• Data section:
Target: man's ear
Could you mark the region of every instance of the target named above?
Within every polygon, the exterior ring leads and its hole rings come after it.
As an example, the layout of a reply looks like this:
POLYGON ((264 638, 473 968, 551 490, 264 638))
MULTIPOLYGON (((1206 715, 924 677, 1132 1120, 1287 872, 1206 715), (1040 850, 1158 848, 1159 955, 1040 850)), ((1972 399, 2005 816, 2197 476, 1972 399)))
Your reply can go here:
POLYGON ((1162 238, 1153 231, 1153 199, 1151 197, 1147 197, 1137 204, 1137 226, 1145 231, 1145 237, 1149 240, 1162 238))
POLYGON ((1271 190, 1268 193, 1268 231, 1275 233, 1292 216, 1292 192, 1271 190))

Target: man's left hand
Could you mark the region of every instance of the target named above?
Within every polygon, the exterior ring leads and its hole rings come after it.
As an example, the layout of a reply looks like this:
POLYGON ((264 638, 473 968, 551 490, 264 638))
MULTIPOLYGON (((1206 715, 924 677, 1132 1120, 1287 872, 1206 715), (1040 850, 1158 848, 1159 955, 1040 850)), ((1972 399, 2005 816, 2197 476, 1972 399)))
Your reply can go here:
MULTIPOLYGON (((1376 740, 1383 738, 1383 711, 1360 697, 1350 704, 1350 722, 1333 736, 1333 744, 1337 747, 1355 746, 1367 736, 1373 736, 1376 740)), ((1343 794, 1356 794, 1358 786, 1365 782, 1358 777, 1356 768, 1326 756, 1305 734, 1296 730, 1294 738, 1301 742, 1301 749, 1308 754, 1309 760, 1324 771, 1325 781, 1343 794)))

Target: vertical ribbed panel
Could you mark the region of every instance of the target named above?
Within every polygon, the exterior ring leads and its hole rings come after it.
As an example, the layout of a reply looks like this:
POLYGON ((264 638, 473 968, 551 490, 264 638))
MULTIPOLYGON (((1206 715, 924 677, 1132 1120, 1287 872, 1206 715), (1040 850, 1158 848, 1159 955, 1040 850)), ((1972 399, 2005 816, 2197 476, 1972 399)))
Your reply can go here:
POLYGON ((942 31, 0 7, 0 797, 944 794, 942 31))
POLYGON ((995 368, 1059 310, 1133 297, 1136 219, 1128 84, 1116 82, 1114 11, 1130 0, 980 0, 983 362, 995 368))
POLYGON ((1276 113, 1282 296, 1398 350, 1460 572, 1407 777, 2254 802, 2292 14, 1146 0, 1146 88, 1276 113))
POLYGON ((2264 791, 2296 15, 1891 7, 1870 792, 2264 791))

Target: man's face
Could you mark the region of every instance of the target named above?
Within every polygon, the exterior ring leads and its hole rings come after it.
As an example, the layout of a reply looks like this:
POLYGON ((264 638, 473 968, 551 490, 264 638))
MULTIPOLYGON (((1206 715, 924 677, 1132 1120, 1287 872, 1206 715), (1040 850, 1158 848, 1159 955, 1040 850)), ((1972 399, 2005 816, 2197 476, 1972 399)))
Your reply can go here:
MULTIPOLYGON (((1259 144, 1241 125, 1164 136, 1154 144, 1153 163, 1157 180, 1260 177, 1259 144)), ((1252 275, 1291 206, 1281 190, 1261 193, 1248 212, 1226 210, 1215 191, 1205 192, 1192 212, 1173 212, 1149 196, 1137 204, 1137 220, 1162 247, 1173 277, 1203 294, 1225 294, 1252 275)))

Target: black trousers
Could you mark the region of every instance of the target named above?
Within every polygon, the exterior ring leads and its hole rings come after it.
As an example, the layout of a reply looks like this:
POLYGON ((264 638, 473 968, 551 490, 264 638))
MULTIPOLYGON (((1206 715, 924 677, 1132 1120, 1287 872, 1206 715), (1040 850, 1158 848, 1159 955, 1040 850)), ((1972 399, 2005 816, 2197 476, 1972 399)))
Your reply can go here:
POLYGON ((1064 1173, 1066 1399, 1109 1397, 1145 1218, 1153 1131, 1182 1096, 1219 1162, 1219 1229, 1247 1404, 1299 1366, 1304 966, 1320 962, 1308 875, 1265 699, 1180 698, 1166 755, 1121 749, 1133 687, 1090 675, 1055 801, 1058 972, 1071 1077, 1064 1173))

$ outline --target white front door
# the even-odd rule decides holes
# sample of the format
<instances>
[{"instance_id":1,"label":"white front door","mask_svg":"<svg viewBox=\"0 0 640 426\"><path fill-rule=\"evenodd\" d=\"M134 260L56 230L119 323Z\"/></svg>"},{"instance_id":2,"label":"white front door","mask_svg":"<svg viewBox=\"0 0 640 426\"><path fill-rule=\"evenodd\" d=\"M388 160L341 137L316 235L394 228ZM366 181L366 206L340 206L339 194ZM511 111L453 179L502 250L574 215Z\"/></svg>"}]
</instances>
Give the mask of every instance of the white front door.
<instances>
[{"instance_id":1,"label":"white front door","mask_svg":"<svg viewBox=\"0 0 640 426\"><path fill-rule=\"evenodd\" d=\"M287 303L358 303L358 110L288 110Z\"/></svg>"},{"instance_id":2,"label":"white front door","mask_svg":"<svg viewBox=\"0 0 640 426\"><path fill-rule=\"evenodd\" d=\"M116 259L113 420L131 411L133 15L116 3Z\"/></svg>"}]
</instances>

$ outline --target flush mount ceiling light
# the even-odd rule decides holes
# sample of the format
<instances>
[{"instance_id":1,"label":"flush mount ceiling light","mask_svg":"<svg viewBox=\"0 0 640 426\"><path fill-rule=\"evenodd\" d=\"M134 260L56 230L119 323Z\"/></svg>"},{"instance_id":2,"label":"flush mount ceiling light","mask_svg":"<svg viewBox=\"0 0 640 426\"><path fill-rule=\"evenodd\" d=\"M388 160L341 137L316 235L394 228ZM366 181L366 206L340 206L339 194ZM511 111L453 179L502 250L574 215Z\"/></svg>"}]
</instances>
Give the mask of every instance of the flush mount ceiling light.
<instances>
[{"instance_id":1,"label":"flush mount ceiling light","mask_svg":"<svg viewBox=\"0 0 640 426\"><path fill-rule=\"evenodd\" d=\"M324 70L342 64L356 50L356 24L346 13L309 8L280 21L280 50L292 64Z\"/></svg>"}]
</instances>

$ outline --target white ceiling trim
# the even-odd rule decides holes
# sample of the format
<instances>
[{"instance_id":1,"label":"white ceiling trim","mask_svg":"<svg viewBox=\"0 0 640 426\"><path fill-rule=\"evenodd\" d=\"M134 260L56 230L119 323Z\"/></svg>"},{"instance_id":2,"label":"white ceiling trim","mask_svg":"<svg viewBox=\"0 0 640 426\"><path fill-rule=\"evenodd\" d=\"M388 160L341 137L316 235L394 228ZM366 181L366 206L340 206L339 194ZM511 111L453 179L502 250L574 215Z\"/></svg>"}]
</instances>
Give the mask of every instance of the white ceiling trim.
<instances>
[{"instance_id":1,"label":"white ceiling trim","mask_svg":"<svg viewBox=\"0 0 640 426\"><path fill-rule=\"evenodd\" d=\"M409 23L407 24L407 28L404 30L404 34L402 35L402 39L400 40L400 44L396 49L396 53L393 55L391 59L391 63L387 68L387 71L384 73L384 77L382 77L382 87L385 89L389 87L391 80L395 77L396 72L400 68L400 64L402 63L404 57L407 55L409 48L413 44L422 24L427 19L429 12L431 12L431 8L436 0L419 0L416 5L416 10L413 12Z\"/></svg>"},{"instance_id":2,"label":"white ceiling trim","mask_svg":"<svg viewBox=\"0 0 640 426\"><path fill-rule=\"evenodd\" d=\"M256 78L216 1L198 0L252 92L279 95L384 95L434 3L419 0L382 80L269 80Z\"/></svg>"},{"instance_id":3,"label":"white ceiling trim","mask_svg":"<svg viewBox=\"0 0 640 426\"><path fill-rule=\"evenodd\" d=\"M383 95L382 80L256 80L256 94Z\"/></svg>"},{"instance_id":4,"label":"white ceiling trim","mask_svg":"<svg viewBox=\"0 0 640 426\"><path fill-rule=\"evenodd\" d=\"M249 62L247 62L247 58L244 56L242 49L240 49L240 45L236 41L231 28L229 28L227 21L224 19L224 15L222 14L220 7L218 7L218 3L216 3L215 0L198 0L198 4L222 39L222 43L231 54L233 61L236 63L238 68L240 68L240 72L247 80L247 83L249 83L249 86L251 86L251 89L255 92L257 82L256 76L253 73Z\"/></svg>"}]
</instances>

• Problem to work on: The expected output is every line from the material above where "outline" can be found.

• Finished exercise:
$ outline --target white front door
$ outline --target flush mount ceiling light
$ outline --target white ceiling trim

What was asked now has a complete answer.